TEXTAUSZUG:
# bild in zeihnung umwandeln!



## limpharti (21. September 2003)

Wie kann ich mit Photoshop, oder einem Anderen programm mein Bild in eine Zeichnung umwandeln...das aus aussieht als wäre es gezeichnet?

Danke für eure Hlfe, und ich hoffe ihr wisst was ich meine!


----------



## Mark (21. September 2003)

Hi!

Im Photoshop gibt's diverse Filter, die solch einen Effekt "versuchen".
Wirklich gute Ergebnisse liefert meines erachtens der *Painter*.


----------



## limpharti (21. September 2003)

> _Original geschrieben von Pinky_M _
> *Hi!
> 
> Im Photoshop gibt's diverse Filter, die solch einen Effekt "versuchen".
> Wirklich gute Ergebnisse liefert meines erachtens der Painter. *



danke, aber wie geht denn das mit dem *Painter*?
danke


----------



## Thomas Lindner (21. September 2003)

Du musst/solltest schon etwas mehr ins Detsail gehen:

Willst Du z.B.:

· eine Kohlezeichnung
· Bleistiftschraffur
· Buntstiftzeichnung
· Illustration

oder etwas ganz anderes?

· Westernstil
· Bronzeschnitt
· etc.

Am besten poste ein Beispiel deiner Vorstellungen!


----------



## limpharti (21. September 2003)

das kommt schon einer Buntstiftzeinchung oder einer Illustration am nächsten,
ich habe momentan leider kein beispiel...es sieht aus als hat es einer mit stiften gezeichnet!

danke


----------



## limpharti (21. September 2003)




----------



## Mythos007 (21. September 2003)

> Wie kann ich mit Photoshop, oder einem Anderen programm
> mein Bild in eine Zeichnung umwandeln...das aus aussieht als wäre
> es gezeichnet



das von Dir als Beispiel angegebene Bild wurde gezeichnet... danach
eingescannt und nach coloriert ... mit einem Filter funktioniert das nicht;
das wäre ja noch schöner


----------



## Thomas Lindner (21. September 2003)

LOL, den Filter der das kann suche ich auch noch!


----------



## qqpp (21. September 2003)

vielleicht hilft dir dieses tutorial...

http://www.tutorials.de/tutorials6229.html


----------



## Andy_Anfänger (29. Mai 2007)

Hey ich brauche die kohlezeichnung weis jemand wie es geht?


----------

(Ausschnitt aus einer Datendatei)
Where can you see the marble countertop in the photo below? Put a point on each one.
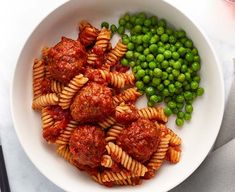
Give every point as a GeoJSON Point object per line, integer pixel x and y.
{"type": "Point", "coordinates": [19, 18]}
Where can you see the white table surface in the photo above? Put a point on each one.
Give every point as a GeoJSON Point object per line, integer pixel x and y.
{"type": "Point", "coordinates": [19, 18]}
--
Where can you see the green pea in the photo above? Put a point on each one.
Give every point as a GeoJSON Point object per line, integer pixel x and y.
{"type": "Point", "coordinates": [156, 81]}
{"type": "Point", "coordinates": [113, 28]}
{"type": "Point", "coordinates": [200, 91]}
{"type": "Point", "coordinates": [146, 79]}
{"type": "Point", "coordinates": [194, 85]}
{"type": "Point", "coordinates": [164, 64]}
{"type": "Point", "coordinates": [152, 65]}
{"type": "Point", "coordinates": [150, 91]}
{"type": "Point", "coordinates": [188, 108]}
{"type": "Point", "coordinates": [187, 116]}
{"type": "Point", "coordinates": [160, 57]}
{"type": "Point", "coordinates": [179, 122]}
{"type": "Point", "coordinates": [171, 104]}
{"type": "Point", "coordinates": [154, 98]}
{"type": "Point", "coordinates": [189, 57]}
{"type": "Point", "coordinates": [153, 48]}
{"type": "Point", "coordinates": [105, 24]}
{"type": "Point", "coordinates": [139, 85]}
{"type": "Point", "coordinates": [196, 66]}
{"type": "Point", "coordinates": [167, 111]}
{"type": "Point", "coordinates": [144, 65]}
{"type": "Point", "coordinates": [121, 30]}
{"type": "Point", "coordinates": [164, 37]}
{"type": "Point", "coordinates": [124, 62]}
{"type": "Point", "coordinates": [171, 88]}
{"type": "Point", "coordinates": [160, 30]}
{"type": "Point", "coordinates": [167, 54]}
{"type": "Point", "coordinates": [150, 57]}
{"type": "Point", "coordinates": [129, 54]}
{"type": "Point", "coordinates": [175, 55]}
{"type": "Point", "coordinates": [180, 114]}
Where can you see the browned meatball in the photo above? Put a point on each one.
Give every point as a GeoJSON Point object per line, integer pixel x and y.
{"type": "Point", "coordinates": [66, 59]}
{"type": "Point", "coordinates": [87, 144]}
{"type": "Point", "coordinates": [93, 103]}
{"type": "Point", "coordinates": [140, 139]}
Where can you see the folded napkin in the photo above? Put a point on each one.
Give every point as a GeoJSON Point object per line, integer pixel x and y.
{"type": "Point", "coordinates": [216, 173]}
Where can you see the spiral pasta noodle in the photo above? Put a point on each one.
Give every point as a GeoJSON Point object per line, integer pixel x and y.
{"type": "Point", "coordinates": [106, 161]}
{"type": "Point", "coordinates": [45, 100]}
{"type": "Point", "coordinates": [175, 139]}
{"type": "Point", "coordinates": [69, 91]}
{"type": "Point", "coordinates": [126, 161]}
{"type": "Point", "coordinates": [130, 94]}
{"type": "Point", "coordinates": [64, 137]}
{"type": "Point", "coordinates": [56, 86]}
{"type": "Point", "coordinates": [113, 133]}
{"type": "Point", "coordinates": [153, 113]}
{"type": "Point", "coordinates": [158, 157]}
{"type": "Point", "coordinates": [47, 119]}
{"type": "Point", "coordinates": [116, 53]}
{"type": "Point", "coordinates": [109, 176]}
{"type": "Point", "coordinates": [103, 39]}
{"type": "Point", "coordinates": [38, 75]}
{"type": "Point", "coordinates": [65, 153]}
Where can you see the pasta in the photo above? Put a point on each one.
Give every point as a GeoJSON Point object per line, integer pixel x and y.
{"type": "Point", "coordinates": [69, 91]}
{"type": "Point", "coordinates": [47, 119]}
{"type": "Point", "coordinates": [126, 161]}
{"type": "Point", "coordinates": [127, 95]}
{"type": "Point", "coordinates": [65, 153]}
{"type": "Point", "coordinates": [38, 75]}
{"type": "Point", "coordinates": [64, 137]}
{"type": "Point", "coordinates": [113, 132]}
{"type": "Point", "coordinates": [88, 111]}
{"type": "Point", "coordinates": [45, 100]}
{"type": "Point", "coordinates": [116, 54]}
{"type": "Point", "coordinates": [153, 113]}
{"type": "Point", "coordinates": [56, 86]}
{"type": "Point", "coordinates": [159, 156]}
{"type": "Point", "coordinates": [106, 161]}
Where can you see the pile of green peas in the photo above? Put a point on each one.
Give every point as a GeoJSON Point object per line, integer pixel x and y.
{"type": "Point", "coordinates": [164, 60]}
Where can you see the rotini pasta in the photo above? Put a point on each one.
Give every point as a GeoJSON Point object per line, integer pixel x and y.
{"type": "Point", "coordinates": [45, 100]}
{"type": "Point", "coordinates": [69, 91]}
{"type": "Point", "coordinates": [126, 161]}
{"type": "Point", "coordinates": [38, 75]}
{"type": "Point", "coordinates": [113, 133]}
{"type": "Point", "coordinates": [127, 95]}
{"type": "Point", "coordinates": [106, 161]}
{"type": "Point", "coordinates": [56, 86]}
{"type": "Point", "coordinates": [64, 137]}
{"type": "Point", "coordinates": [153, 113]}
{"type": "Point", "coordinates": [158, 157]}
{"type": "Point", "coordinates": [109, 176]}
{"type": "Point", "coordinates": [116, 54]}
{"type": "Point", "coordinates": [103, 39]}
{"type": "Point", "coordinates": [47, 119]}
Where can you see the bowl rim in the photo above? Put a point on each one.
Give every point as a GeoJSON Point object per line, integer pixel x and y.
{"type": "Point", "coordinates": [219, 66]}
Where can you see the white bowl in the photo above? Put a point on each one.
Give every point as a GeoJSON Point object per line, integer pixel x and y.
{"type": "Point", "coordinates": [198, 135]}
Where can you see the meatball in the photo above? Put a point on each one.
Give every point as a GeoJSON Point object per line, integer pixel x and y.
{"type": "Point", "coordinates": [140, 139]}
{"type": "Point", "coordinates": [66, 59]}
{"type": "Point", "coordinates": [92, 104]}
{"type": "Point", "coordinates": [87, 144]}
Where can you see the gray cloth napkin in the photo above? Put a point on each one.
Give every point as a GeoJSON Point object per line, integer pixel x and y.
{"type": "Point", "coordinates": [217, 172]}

AUFGABE 1: Entnimm dem Textauszug die Stelle von „Wie kann ich mit Photoshop, oder einem Anderen programm mein" bis einschließlich „was ich meine!", ohne ein Zeichen zu ändern.
AUFGABE 2: Sammle alle Zeilen, in denen die Zeichenfolge „white" vorkommt, und gib sie unverändert wieder. Achte dabei auf Groß- und Kleinschreibung.
Der Textauszug und die Zeilen haben nichts miteinander zu tun.

LÖSUNG 1:
Wie kann ich mit Photoshop, oder einem Anderen programm mein Bild in eine Zeichnung umwandeln...das aus aussieht als wäre es gezeichnet?

Danke für eure Hlfe, und ich hoffe ihr wisst was ich meine!

LÖSUNG 2:
Where can you see the white table surface in the photo above? Put a point on each one.
Where can you see the white bowl in the photo above? Put a point on each one.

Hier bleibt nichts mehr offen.